■ Set task:
Copy each of the entries below exactly as it stands, one per line.

=====

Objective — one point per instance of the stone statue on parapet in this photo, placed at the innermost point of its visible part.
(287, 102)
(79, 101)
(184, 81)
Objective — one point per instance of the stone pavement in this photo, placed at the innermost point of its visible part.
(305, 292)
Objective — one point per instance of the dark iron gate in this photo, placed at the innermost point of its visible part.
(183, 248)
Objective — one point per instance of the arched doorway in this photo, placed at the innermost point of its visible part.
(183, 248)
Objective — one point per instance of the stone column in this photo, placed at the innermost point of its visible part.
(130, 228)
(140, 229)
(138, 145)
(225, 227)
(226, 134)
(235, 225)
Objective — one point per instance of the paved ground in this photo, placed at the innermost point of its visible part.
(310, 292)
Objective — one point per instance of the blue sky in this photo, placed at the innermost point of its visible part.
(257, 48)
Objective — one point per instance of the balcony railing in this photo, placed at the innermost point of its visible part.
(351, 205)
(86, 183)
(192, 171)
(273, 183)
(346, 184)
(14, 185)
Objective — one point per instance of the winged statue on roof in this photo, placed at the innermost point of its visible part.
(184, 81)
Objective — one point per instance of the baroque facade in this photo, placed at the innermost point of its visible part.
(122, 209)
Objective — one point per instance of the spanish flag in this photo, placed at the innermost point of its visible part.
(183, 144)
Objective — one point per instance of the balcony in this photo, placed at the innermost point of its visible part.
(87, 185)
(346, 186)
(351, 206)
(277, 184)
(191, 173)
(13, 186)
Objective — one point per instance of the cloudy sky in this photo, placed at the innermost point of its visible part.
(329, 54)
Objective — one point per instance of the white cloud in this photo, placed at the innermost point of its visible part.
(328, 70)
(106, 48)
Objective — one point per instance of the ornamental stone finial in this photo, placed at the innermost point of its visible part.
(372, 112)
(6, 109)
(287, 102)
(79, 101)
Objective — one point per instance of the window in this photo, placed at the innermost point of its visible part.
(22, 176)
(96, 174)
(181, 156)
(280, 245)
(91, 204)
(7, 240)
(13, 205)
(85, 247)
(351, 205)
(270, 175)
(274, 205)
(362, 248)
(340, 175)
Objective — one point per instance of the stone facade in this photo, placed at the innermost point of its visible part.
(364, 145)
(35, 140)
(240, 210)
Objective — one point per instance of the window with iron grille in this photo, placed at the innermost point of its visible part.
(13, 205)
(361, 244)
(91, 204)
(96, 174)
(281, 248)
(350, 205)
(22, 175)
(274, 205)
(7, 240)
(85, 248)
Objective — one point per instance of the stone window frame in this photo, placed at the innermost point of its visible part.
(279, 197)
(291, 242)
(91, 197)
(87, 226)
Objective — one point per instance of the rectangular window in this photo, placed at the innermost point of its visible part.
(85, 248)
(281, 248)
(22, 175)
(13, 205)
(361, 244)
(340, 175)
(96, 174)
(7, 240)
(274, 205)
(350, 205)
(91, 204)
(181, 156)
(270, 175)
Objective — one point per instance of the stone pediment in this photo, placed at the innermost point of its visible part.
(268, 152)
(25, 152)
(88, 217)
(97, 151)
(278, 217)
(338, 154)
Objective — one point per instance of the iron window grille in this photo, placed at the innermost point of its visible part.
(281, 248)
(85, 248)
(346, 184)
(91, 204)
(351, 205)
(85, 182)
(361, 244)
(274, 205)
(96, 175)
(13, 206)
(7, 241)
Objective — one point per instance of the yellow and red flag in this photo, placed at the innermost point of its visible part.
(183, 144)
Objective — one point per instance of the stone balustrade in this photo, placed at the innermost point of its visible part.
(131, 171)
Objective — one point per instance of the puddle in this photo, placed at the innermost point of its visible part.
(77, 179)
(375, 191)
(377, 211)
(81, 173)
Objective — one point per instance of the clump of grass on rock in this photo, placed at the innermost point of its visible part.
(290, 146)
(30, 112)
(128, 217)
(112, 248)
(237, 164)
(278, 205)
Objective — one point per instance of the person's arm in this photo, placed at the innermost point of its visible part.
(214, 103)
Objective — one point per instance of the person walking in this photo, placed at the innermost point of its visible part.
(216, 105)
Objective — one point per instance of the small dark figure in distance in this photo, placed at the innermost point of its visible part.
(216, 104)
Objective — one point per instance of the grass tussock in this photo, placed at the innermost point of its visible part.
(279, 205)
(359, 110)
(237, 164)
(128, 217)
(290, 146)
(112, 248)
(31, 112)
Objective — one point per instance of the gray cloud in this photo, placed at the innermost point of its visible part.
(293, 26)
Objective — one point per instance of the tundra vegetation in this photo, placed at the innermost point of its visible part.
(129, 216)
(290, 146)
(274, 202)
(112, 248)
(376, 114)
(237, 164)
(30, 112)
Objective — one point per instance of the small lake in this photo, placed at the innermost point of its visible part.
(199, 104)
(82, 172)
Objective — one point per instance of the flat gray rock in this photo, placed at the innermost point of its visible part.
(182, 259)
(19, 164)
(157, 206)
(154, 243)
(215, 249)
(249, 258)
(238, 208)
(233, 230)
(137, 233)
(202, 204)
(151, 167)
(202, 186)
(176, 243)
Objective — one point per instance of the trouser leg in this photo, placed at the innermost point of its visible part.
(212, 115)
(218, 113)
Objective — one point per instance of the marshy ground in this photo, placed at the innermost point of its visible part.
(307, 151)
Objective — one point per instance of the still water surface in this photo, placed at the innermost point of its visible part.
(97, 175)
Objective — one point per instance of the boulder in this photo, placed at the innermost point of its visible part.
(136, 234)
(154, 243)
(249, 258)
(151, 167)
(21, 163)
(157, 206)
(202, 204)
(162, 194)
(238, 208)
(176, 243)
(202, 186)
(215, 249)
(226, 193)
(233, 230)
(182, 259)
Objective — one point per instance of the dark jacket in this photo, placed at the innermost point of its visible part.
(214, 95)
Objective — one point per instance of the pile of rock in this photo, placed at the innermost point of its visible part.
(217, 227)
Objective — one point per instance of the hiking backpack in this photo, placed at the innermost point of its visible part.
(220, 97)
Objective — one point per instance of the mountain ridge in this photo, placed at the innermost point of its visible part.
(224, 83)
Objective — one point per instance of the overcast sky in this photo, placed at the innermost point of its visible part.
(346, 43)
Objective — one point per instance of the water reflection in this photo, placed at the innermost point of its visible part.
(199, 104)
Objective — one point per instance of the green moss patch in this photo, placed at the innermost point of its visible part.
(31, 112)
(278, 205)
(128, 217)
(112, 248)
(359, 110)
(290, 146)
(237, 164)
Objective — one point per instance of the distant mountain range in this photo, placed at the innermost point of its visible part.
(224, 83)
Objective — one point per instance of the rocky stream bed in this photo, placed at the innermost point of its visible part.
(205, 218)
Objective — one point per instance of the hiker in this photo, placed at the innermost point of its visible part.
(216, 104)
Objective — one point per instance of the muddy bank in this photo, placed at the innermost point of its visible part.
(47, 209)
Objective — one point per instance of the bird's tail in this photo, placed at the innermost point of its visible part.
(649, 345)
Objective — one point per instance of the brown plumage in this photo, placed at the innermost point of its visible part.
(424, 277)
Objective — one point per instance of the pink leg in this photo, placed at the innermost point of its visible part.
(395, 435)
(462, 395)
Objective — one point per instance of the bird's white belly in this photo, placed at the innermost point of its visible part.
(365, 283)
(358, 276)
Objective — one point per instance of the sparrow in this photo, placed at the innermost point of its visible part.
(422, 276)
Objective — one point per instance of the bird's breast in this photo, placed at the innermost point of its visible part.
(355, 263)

=====

■ Exercise answer:
Objective — one point per instance of the stone statue on parapet in this photo, placed at the innermost point of its visible part.
(287, 102)
(79, 101)
(184, 81)
Objective — one point per instance of the stone pavement in this photo, placed at the innermost point of its visible part.
(305, 292)
Objective — one point per instance of the dark iron gate in this photo, placed at the innermost point of its visible part.
(183, 248)
Objective — one point per instance of the arched doorway in this photo, placed at the innermost point of its visible part.
(183, 248)
Objective — one point per instance of the stone column in this photo, placed at the innermost point of its visible part.
(130, 228)
(140, 229)
(138, 145)
(225, 227)
(226, 134)
(235, 225)
Objective — one point per instance of the paved ground in this photo, placed at the innermost point of its visible part.
(310, 292)
Objective — one point per instance of the blue sky in this photo, placed at the innermost point of its visible part.
(257, 48)
Objective — one point per instance of the balcony railing in this photo, placed at the innermost point of its visible part.
(351, 205)
(86, 183)
(192, 171)
(273, 183)
(346, 184)
(14, 185)
Objective — one point per instance of the winged statue on roof in this photo, placed at the innermost point of its visible part.
(184, 81)
Objective — one point per instance of the baroque facade in this photo, placed at the innermost point of its visible part.
(122, 209)
Objective — one point per instance of the spanish flag in this photo, placed at the innermost point of its visible part.
(183, 144)
Objective — one point per instance of the balcony in this photo, placed at the innermost point of its visible part.
(87, 185)
(346, 186)
(351, 206)
(277, 184)
(191, 173)
(13, 186)
Objective — one point per instance of the cloudy sky in this photo, placed at the innermost point of its visible part.
(329, 54)
Objective — one point per instance of the white cloud in this photo, placed at the innermost point of its visible part.
(328, 70)
(106, 48)
Objective — one point per instance of the ornamental stone finial in this photo, placed at the innermost point of its visible part.
(372, 112)
(6, 109)
(287, 102)
(79, 101)
Objective — one point per instance of the window in this photo, placed at the innermost point of its visible part.
(22, 176)
(96, 174)
(181, 156)
(280, 245)
(91, 204)
(7, 240)
(13, 205)
(85, 247)
(351, 205)
(270, 175)
(274, 205)
(362, 248)
(340, 175)
Objective — one point per instance of the stone facade in this photo, placed at the innermost point of its visible part.
(364, 145)
(35, 140)
(240, 210)
Objective — one point per instance of the window with iron grille in this photo, placed at the innermost point of its visible part.
(13, 205)
(361, 244)
(91, 204)
(96, 174)
(281, 248)
(350, 205)
(22, 175)
(274, 205)
(7, 240)
(85, 248)
Objective — one point per instance of the stone window frame in this photo, placed at the innermost point of its visible part.
(279, 197)
(291, 242)
(91, 197)
(87, 226)
Objective — one point per instance of the rectangular window in this photo, placed at the innermost point of its visible part.
(85, 248)
(281, 248)
(22, 175)
(13, 205)
(361, 244)
(340, 175)
(96, 174)
(7, 240)
(274, 205)
(350, 205)
(91, 204)
(181, 156)
(270, 175)
Objective — one point per instance of the stone pediment in this photo, placed at the innermost point of its visible part.
(268, 152)
(25, 152)
(88, 217)
(97, 151)
(278, 217)
(338, 154)
Objective — one point per instance of the iron window grille in this photo, placed at the innermost point of its visible part.
(281, 248)
(85, 248)
(346, 184)
(91, 204)
(351, 205)
(85, 182)
(361, 244)
(274, 205)
(96, 175)
(13, 206)
(7, 241)
Objective — one point per instance of the yellow and red flag in this photo, placed at the innermost point of its visible part.
(183, 144)
Objective — one point per instance of the stone balustrade in this photo, placed at the innermost point of its visible part.
(131, 171)
Objective — one point per instance of the puddle in this photo, placed at the innermost point of its visible part.
(77, 179)
(375, 191)
(377, 211)
(81, 173)
Objective — one point per instance of the clump of grass on rock in this photo, placed at the innermost point of its visible part.
(290, 146)
(30, 112)
(128, 217)
(112, 248)
(237, 164)
(278, 205)
Objective — one point per instance of the person's arm in this photo, placed at the innermost point of its visible part.
(214, 103)
Objective — one point per instance of the person walking in this photo, placed at the innermost point of its visible part.
(216, 105)
Objective — one point per instance of the small dark figure in distance in this photo, placed at the innermost point of its visible part.
(216, 104)
Objective — one point per instance of the grass tussock in this photo, placed at the innermost point of its visible part.
(279, 205)
(359, 110)
(237, 164)
(128, 217)
(290, 146)
(112, 248)
(31, 112)
Objective — one point per instance of the gray cloud in this photo, placed at the innermost point of its visible part.
(293, 26)
Objective — one point per instance of the tundra vegetation in this photo, placed at the innermost point of its visible part.
(129, 216)
(290, 146)
(274, 202)
(112, 248)
(376, 114)
(237, 164)
(30, 112)
Objective — one point per instance of the small lake in this photo, placed at the innermost point of its visible part.
(199, 104)
(82, 172)
Objective — one point per instance of the flat gray rock in this photo, placed at the innermost point of its visible part.
(182, 259)
(19, 164)
(157, 206)
(154, 243)
(215, 249)
(249, 258)
(238, 208)
(233, 230)
(137, 233)
(202, 204)
(151, 167)
(202, 186)
(176, 243)
Objective — one point per instance of the trouser leg in this photo, placed at the innermost point of its visible part.
(212, 115)
(218, 113)
Objective — one point per instance of the marshy ground in this photo, placed at the innermost point of its visible part.
(307, 151)
Objective — one point per instance of the still water surface in this photo, placed at the innermost point of its visible part.
(97, 175)
Objective — one point per instance of the boulder in this photo, placed at the innermost point of its visible part.
(136, 234)
(154, 243)
(249, 258)
(151, 167)
(21, 163)
(157, 206)
(202, 204)
(162, 194)
(238, 208)
(176, 243)
(202, 186)
(215, 249)
(226, 193)
(233, 230)
(182, 259)
Objective — one point per instance of the dark jacket in this photo, placed at the innermost point of its visible part.
(214, 95)
Objective — one point per instance of the pile of rock in this photo, placed at the innermost point of its visible part.
(217, 227)
Objective — one point per instance of the hiking backpack in this photo, placed at the innermost point of its visible part.
(220, 97)
Objective — one point per instance of the mountain ridge in this photo, placed at the innermost point of its visible part.
(224, 83)
Objective — one point per instance of the overcast sky in this photo, placed at the innermost point of its visible part.
(346, 43)
Objective — one point per instance of the water reflection in this photo, placed at the innermost point of its visible part.
(199, 104)
Objective — one point per instance of the green moss patch in this photo, placed at the innermost point of its visible part.
(31, 112)
(278, 205)
(128, 217)
(112, 248)
(359, 110)
(290, 146)
(237, 164)
Objective — one point per instance of the distant mountain range in this photo, placed at the innermost point of its visible part.
(224, 83)
Objective — one point per instance of the rocky stream bed in this photo, placed at the innermost point of its visible part.
(205, 218)
Objective — one point per instance of the hiker in this photo, placed at the innermost point of its visible part.
(216, 104)
Objective — one point per instance of the muddy bank in this photo, placed at the innermost point of its visible part.
(47, 209)
Objective — one point per instance of the bird's tail in this photo, placed at the innermost point of its visible part.
(649, 345)
Objective — one point per instance of the brown plumage in this photo, placed at the innermost point of its visible part.
(424, 277)
Objective — one point per instance of the pink leg in this photo, placed at the innermost point of its visible part.
(395, 435)
(462, 395)
Objective — one point per instance of the bird's white belly in this photo, placed at the innermost point of its visible part.
(365, 283)
(358, 276)
Objective — one point per instance of the sparrow in this photo, placed at the innermost point of its visible part.
(422, 276)
Objective — one point per instance of the bird's breast in this photo, placed at the innermost point of its visible part.
(355, 263)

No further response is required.